Under Construction 2: Visual Design
Alternate title: from-scratch CSS misadventures in emulating print media; how I learned to stop worrying and love css columns and flex-box.
Creating an appealing look and feel for a public blog is Fun. Everything that can go wrong does for a non-expert like me. This is the 2nd entry in a 3-part series about building a website from scratch. The unpublished but ostensibly first entry in this series is here: Blogging with Markdown.
After being personally attacked about building a blog instead of writing
content for it, I further was dog-piled felt seen by folks noting that it was
equally likely we'd waste our time in style-sheets instead of making the platform.
So, so true.
But now being on the other side of that process, I'm happy to have spent the
effort. I like the look and am excited to refine it further. This article
will introduce additional items that I need to style, and I'm genuinely looking
forward to it. Among those new features: the 3rd article on the home page (the
intended maximum number), block-quote-based large text blurbs, aside elements,
and various inter-linking exercises like categories and prev/next relation links.
Huzzah!

* **Challenges**
1. In the blog post on the site's visual design, what is given as the intended maximum number of articles on the home page?
2. Extend the blog post on the site's visual design, beginning after its closing word "Huzzah!"

Segmentation labeling items:
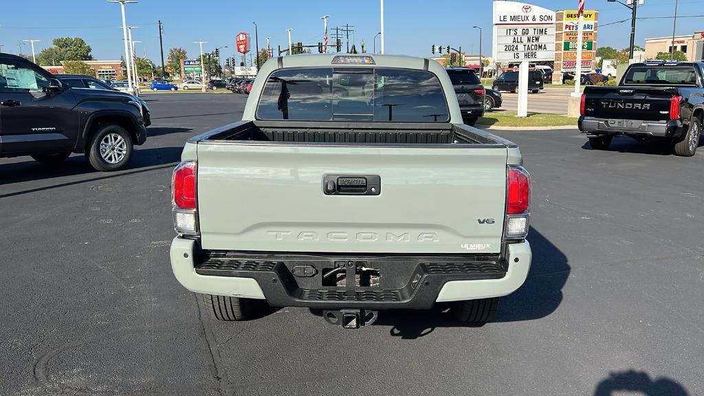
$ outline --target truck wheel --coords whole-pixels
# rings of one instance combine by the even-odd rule
[[[613,138],[614,137],[610,135],[604,135],[598,137],[590,137],[589,144],[591,144],[591,148],[595,150],[605,150],[609,148],[609,145],[611,144],[611,141],[613,140]]]
[[[681,142],[674,144],[674,155],[681,156],[692,156],[697,151],[699,146],[699,139],[701,136],[702,127],[700,121],[694,118],[689,123],[687,133]]]
[[[208,313],[218,321],[246,321],[251,318],[256,311],[256,302],[249,298],[203,295],[203,300]]]
[[[55,165],[63,162],[68,156],[71,155],[70,151],[64,153],[54,153],[51,154],[35,154],[32,156],[34,161],[46,163],[47,165]]]
[[[458,301],[452,310],[457,320],[472,323],[485,323],[494,320],[498,308],[498,297]]]
[[[130,133],[117,124],[105,124],[93,135],[87,156],[96,171],[108,172],[125,168],[132,152]]]

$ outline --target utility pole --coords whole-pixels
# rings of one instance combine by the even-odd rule
[[[164,66],[164,42],[161,35],[164,32],[164,25],[159,20],[159,49],[161,51],[161,78],[166,78],[166,68]]]
[[[134,87],[132,84],[132,70],[130,70],[130,63],[127,63],[127,58],[130,57],[130,51],[127,48],[127,28],[125,22],[125,4],[127,3],[137,3],[134,0],[108,0],[108,3],[120,3],[120,8],[122,13],[122,39],[125,41],[125,67],[127,69],[127,93],[134,94]]]
[[[257,49],[257,73],[259,73],[259,32],[257,30],[257,23],[253,22],[252,23],[254,24],[254,42]]]
[[[672,42],[670,44],[670,47],[672,47],[670,54],[670,59],[674,59],[674,30],[677,28],[677,0],[674,0],[674,22],[672,23]]]
[[[287,55],[291,55],[291,52],[293,51],[291,46],[291,29],[290,27],[286,30],[286,31],[289,32],[289,53],[287,54]]]
[[[382,31],[382,37],[381,37],[381,40],[382,40],[382,51],[381,51],[381,53],[384,54],[384,0],[381,0],[381,3],[382,3],[382,4],[381,4],[381,6],[382,6],[382,13],[382,13],[382,29],[381,29],[381,31]]]
[[[203,44],[208,44],[208,42],[193,42],[193,44],[201,45],[201,92],[206,92],[206,64],[203,61]]]
[[[134,64],[134,47],[133,47],[132,45],[132,30],[133,28],[137,28],[137,27],[139,27],[139,26],[127,26],[127,40],[129,41],[128,44],[130,44],[130,55],[129,55],[130,60],[127,61],[129,61],[130,64],[132,65],[132,78],[133,79],[132,81],[133,92],[132,93],[133,94],[137,93],[137,68],[135,67],[136,65]],[[125,63],[127,63],[127,61],[126,61]]]
[[[322,53],[327,54],[327,18],[330,18],[330,16],[326,15],[320,17],[320,19],[323,20],[323,27],[322,27]]]
[[[32,44],[32,61],[36,63],[37,57],[34,56],[34,43],[39,42],[42,40],[22,40],[22,41],[29,42],[30,44]]]

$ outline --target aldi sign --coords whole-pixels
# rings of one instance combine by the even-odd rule
[[[234,40],[237,45],[237,52],[240,54],[249,52],[251,46],[249,45],[249,33],[237,33],[237,35],[234,37]]]

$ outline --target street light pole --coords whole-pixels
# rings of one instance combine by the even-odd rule
[[[257,73],[259,73],[259,32],[257,30],[257,23],[252,23],[254,24],[254,43],[257,49]]]
[[[132,85],[132,72],[130,70],[130,63],[127,63],[127,58],[130,57],[127,49],[127,28],[125,22],[125,4],[127,3],[137,3],[134,0],[108,0],[108,3],[120,3],[120,8],[122,13],[122,39],[125,41],[125,67],[127,69],[127,93],[134,94],[134,88]]]
[[[381,1],[382,7],[382,38],[381,38],[381,54],[384,54],[384,0]]]
[[[138,42],[142,42],[140,41],[132,42],[132,68],[134,70],[134,93],[139,93],[139,72],[137,70],[137,51],[134,50],[134,44]]]
[[[27,42],[32,44],[32,61],[36,63],[37,58],[34,56],[34,43],[41,42],[42,40],[22,40],[22,41]]]
[[[132,81],[131,82],[132,82],[132,92],[131,92],[131,93],[136,94],[137,92],[137,68],[135,67],[135,65],[134,65],[134,48],[132,45],[132,27],[138,27],[137,26],[127,26],[127,40],[128,40],[128,43],[130,44],[130,54],[129,54],[130,60],[128,61],[130,63],[130,65],[131,65],[131,67],[132,67],[132,77],[131,77],[131,78],[132,79]],[[125,63],[127,63],[127,62],[126,61]],[[127,78],[130,78],[130,77],[128,75]]]
[[[670,44],[672,47],[670,54],[670,58],[674,59],[674,30],[677,28],[677,0],[674,0],[674,22],[672,23],[672,42]]]
[[[474,26],[475,29],[479,30],[479,79],[482,79],[482,69],[484,69],[484,60],[482,58],[482,28],[479,26]],[[462,57],[462,54],[460,54],[460,57]]]
[[[193,42],[194,44],[201,45],[201,91],[206,92],[206,64],[203,62],[203,44],[208,44],[208,42]]]
[[[292,30],[292,29],[290,27],[286,30],[286,31],[289,32],[289,53],[287,54],[287,55],[291,55],[291,53],[293,52],[293,49],[291,49],[291,30]]]
[[[322,37],[323,41],[325,42],[322,43],[322,53],[327,54],[327,18],[330,18],[329,15],[325,15],[320,17],[322,20]]]
[[[619,0],[606,0],[609,3],[619,3],[624,7],[631,10],[631,47],[629,47],[628,58],[633,59],[633,50],[636,46],[636,13],[638,11],[638,2],[643,0],[633,0],[633,6],[629,6]],[[581,36],[580,36],[581,37]],[[575,75],[577,75],[575,74]]]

* **Task results**
1. Three articles.

2.
Motif
I went with a newspaper look. Early reviews suggest that the attempt was at least partially successful. I broke from web-typical and did not make line space between paragraphs. Instead I added first-line indentation. That coupled nicely with a long-time fascination of mine: emulating illumination. I know I have attempted it in the past and failed, so I was surprised at the easy solution in modern css using first-letter pseudo selection.
But the absolute best part: COLUMNS!. Css-based columns are
a thing, and they are amazing. They look exactly like the theme, and they're
surprisingly simple to control. Elements that need to go across columns can
do so with column-span
. The gap is controllable with column-gap
. If we
set column-count: auto
, we can control the width by specifying sizes in
ch
css units, so a column never has too many or too few words.
If we combine all this with flex-box to control the overall height of the
content, we can absolutely nail the newspaper look.
Is the look any good? Who knows. It was easy for me to imagine, and I like it.
Readability & Responsiveness
Responsive design is super-hard. Part of the reason I want to make a blog with simple markup is so that it can be read in a variety of conditions. But basic support of multiple device sizes is somehow a much bigger difficulty that just writing HTML without a bunch of wacky javascript nonsense.
For similar reasons as to why I don't want javascript on this blog, I also don't want to use css builders. It feels like the kind of project overhead that I don't want to take on. But I have to admit that writing all the width breakpoints by hand kind of sucks. The only repreive came from the fact that the markup is so simple there just aren't that many things to style.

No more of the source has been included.